# DATA IN THIS EXERCISE
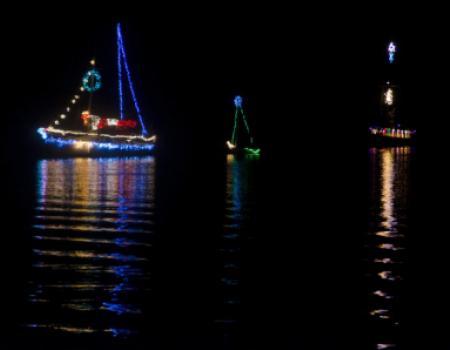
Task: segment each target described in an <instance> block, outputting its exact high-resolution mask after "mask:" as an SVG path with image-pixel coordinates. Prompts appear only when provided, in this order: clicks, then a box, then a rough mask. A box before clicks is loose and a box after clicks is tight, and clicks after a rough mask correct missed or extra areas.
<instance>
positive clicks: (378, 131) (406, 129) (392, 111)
mask: <svg viewBox="0 0 450 350" xmlns="http://www.w3.org/2000/svg"><path fill="white" fill-rule="evenodd" d="M396 52H397V47H396V45H395V44H394V43H393V42H390V43H389V46H388V64H389V65H392V64H393V63H394V61H395V54H396ZM396 96H397V86H396V85H394V84H392V83H391V82H390V81H387V82H386V84H384V86H383V95H382V97H383V98H382V104H381V113H380V116H381V118H380V119H381V120H380V123H379V124H381V125H374V126H371V127H369V138H370V141H371V142H372V143H377V144H381V145H391V144H409V143H412V142H414V140H415V137H416V130H414V129H410V128H405V127H403V126H402V125H401V124H399V122H398V118H397V98H396Z"/></svg>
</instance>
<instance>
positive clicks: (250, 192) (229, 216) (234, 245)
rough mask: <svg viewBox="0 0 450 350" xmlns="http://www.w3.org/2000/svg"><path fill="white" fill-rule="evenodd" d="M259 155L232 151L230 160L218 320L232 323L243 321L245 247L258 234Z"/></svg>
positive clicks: (225, 207) (222, 325)
mask: <svg viewBox="0 0 450 350" xmlns="http://www.w3.org/2000/svg"><path fill="white" fill-rule="evenodd" d="M257 164H258V158H255V157H252V156H243V157H242V158H239V157H236V156H234V155H228V156H227V160H226V190H225V215H224V222H223V230H222V235H221V237H220V241H219V252H220V259H221V261H220V264H221V268H222V273H221V277H220V281H219V284H220V287H219V289H220V298H221V304H222V305H221V307H219V308H218V309H219V310H220V311H219V315H218V317H217V318H216V323H217V324H219V325H222V326H232V325H235V324H237V323H238V322H240V321H241V312H240V308H241V282H242V281H241V278H242V276H241V272H242V268H243V267H242V264H243V260H244V256H243V255H244V254H245V252H243V249H245V246H246V245H247V244H248V242H249V241H251V240H252V238H254V229H253V228H254V226H253V221H254V215H255V205H254V203H255V202H254V196H255V193H256V191H255V187H256V186H255V182H256V177H257V171H256V166H257Z"/></svg>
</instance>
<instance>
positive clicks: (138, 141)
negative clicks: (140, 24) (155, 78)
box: [37, 24, 156, 155]
mask: <svg viewBox="0 0 450 350" xmlns="http://www.w3.org/2000/svg"><path fill="white" fill-rule="evenodd" d="M117 55H118V57H117V62H118V64H117V69H118V95H119V116H118V117H107V116H98V115H95V114H93V113H92V111H93V108H92V100H93V95H94V93H95V92H96V91H98V90H99V89H100V88H101V86H102V77H101V75H100V72H99V71H98V70H97V69H96V67H95V63H96V62H95V60H91V62H90V65H91V67H90V69H89V70H88V71H87V72H86V74H85V75H84V77H83V78H82V80H81V86H80V87H79V92H77V94H75V95H74V96H73V98H72V99H71V101H70V104H69V105H68V106H67V108H66V110H65V111H64V113H63V114H60V115H59V117H58V118H56V119H55V120H54V121H53V123H52V124H51V125H49V126H48V127H41V128H39V129H38V130H37V132H38V134H39V135H40V139H41V142H42V143H43V145H44V147H46V149H47V150H48V151H51V152H54V153H59V154H65V155H80V154H81V155H82V154H87V155H93V154H97V153H100V154H103V153H106V154H112V153H118V154H130V153H133V154H135V153H148V152H151V151H152V150H153V148H154V146H155V141H156V136H155V135H152V134H150V133H149V131H148V130H147V128H146V127H145V125H144V120H143V118H142V115H141V110H140V108H139V105H138V102H137V98H136V94H135V91H134V87H133V83H132V80H131V73H130V70H129V67H128V62H127V57H126V53H125V47H124V42H123V37H122V32H121V26H120V24H118V25H117ZM122 72H124V73H125V74H124V75H125V76H126V80H127V82H128V88H129V93H130V96H131V99H132V101H133V105H134V112H135V115H136V118H134V119H133V118H125V117H124V86H123V85H124V84H122V81H123V80H124V79H123V77H122ZM84 100H87V104H88V106H87V109H85V110H83V111H81V115H80V114H79V112H78V113H76V111H77V110H78V111H80V106H79V105H80V104H81V103H82V101H84Z"/></svg>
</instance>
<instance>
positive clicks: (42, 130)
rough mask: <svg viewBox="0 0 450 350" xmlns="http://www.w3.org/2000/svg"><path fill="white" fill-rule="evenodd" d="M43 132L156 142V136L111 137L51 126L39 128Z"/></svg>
mask: <svg viewBox="0 0 450 350" xmlns="http://www.w3.org/2000/svg"><path fill="white" fill-rule="evenodd" d="M42 132H46V133H47V134H52V133H53V134H59V135H63V136H65V135H67V134H69V135H78V136H92V137H106V138H110V139H116V140H120V139H123V140H141V141H143V142H154V141H155V140H156V136H155V135H152V136H149V137H145V136H143V135H122V134H118V135H110V134H98V133H89V132H82V131H75V130H62V129H56V128H54V127H52V126H49V127H48V128H46V129H45V128H39V129H38V133H39V134H41V135H42Z"/></svg>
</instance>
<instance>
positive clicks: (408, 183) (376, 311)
mask: <svg viewBox="0 0 450 350" xmlns="http://www.w3.org/2000/svg"><path fill="white" fill-rule="evenodd" d="M413 157H414V149H412V148H411V147H397V148H381V149H377V148H371V149H370V150H369V159H370V174H369V180H370V200H369V203H370V207H369V235H368V237H367V246H366V264H367V283H368V316H369V318H370V322H371V329H372V332H371V333H372V337H371V338H372V339H371V340H372V341H373V344H374V348H375V349H398V348H402V347H401V346H402V345H403V346H404V344H402V341H401V337H400V334H401V329H402V326H403V323H404V319H405V314H406V313H405V312H403V310H404V308H405V305H406V301H405V299H406V296H407V290H406V288H405V285H404V284H405V279H406V278H407V273H406V271H408V264H409V261H408V238H409V235H410V227H409V223H410V215H411V205H410V201H411V191H412V188H411V176H412V175H411V162H412V159H413Z"/></svg>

# EXERCISE INSTRUCTIONS
Repeat all of the data above word for word, minus the pictures.

# SOLUTION TO THIS PROBLEM
Task: segment each target described in an <instance> block, outputting its exact high-resolution mask after "mask:" as an SVG path with image-pixel coordinates. Prompts appear only when provided, in this order: clicks, then a box, then a rough mask. A box before clicks is loose and a box after clicks is tight, and clicks after a rough mask correct missed or extra areas.
<instance>
positive clicks: (378, 131) (406, 129) (392, 111)
mask: <svg viewBox="0 0 450 350" xmlns="http://www.w3.org/2000/svg"><path fill="white" fill-rule="evenodd" d="M396 52H397V47H396V45H395V44H394V43H393V42H390V43H389V46H388V64H389V65H392V64H393V63H394V61H395V54H396ZM396 96H397V86H396V85H394V84H392V83H391V82H390V81H387V82H386V84H384V86H383V95H382V97H383V98H382V104H381V113H380V116H381V118H380V119H381V120H380V123H379V124H381V125H374V126H371V127H369V138H370V141H371V142H372V143H377V144H381V145H391V144H409V143H412V142H414V140H415V137H416V130H414V129H410V128H405V127H403V126H402V125H401V124H399V122H398V118H397V98H396Z"/></svg>
</instance>
<instance>
positive clicks: (250, 192) (229, 216) (234, 245)
rough mask: <svg viewBox="0 0 450 350" xmlns="http://www.w3.org/2000/svg"><path fill="white" fill-rule="evenodd" d="M259 155L232 151L230 160L218 320L232 323L243 321L245 247L258 234Z"/></svg>
positive clicks: (225, 207) (222, 325)
mask: <svg viewBox="0 0 450 350" xmlns="http://www.w3.org/2000/svg"><path fill="white" fill-rule="evenodd" d="M257 164H258V158H255V157H252V156H243V157H242V158H239V157H236V156H234V155H228V156H227V160H226V190H225V215H224V222H223V230H222V235H221V237H220V241H219V252H220V259H221V261H220V264H221V268H222V273H221V277H220V281H219V284H220V287H219V289H220V298H221V304H222V305H221V307H219V308H218V309H219V310H220V311H219V315H218V317H217V318H216V323H217V324H219V325H222V326H232V325H235V324H237V323H238V322H240V321H241V312H240V308H241V282H242V281H241V278H242V276H241V272H242V268H243V267H242V264H243V260H244V256H243V255H244V254H245V252H243V249H245V246H246V245H247V244H248V242H249V241H251V240H252V238H254V229H253V228H254V226H253V221H254V215H255V205H254V203H255V202H254V196H255V193H256V191H255V187H256V186H255V182H256V177H257V171H256V166H257Z"/></svg>
</instance>
<instance>
positive clicks: (138, 141)
negative clicks: (140, 24) (155, 78)
box: [37, 24, 156, 155]
mask: <svg viewBox="0 0 450 350" xmlns="http://www.w3.org/2000/svg"><path fill="white" fill-rule="evenodd" d="M117 55H118V57H117V62H118V64H117V69H118V95H119V116H118V117H107V116H98V115H95V114H93V113H92V111H93V108H92V100H93V95H94V93H95V92H96V91H98V90H99V89H100V88H101V86H102V77H101V75H100V72H99V71H98V70H97V69H96V67H95V63H96V62H95V60H91V62H90V65H91V67H90V69H89V70H88V71H87V72H86V74H85V75H84V77H83V78H82V80H81V86H80V87H79V92H77V94H75V95H74V96H73V98H72V99H71V101H70V104H69V105H68V106H67V108H66V110H65V111H64V113H63V114H60V115H59V117H58V118H56V119H55V120H54V121H53V123H52V124H51V125H49V126H48V127H41V128H39V129H38V130H37V132H38V134H39V135H40V139H41V142H42V143H43V145H44V147H46V149H47V150H48V151H51V152H54V153H59V154H65V155H80V154H81V155H82V154H87V155H93V154H97V153H100V154H103V153H106V154H112V153H118V154H130V153H133V154H135V153H148V152H151V151H152V150H153V148H154V146H155V141H156V136H155V135H152V134H150V133H149V131H148V130H147V128H146V127H145V125H144V120H143V118H142V115H141V110H140V108H139V105H138V102H137V98H136V94H135V91H134V87H133V83H132V80H131V73H130V70H129V67H128V62H127V57H126V53H125V47H124V42H123V37H122V32H121V26H120V24H118V25H117ZM122 72H124V73H125V74H124V75H125V76H126V80H127V82H128V88H129V93H130V96H131V99H132V101H133V105H134V112H135V115H136V118H134V119H133V118H125V117H124V86H123V85H124V84H122V81H123V80H124V79H123V77H122ZM84 100H87V104H88V106H87V109H85V110H83V111H81V115H80V114H79V112H78V113H76V111H77V110H78V111H80V106H79V105H80V104H81V103H82V101H84Z"/></svg>
</instance>
<instance>
positive clicks: (42, 130)
rough mask: <svg viewBox="0 0 450 350" xmlns="http://www.w3.org/2000/svg"><path fill="white" fill-rule="evenodd" d="M43 132L156 142V136L111 137L51 126L39 128Z"/></svg>
mask: <svg viewBox="0 0 450 350" xmlns="http://www.w3.org/2000/svg"><path fill="white" fill-rule="evenodd" d="M42 132H46V133H47V134H52V133H53V134H59V135H63V136H65V135H67V134H69V135H78V136H92V137H106V138H110V139H116V140H120V139H123V140H141V141H143V142H154V141H155V140H156V136H155V135H152V136H149V137H145V136H143V135H122V134H118V135H110V134H98V133H89V132H82V131H75V130H62V129H56V128H54V127H52V126H49V127H48V128H46V129H45V128H39V129H38V133H39V134H41V135H42Z"/></svg>
</instance>
<instance>
positive clicks: (408, 183) (376, 311)
mask: <svg viewBox="0 0 450 350" xmlns="http://www.w3.org/2000/svg"><path fill="white" fill-rule="evenodd" d="M413 157H414V149H412V148H411V147H397V148H381V149H377V148H371V149H370V150H369V159H370V174H369V180H370V200H369V203H370V207H369V235H368V237H367V246H366V264H367V283H368V316H369V318H370V322H371V329H372V332H371V333H372V337H371V338H372V339H371V340H372V341H373V344H374V348H375V349H398V348H402V347H401V346H402V345H403V346H404V344H402V341H401V337H400V334H401V329H402V326H403V323H404V319H405V314H406V313H405V312H403V310H404V308H405V305H406V301H405V299H406V296H407V290H406V288H405V285H404V284H405V279H406V278H407V273H406V271H408V264H409V261H408V238H409V235H410V227H409V223H410V215H411V205H410V201H411V191H412V188H411V176H412V175H411V162H412V159H413Z"/></svg>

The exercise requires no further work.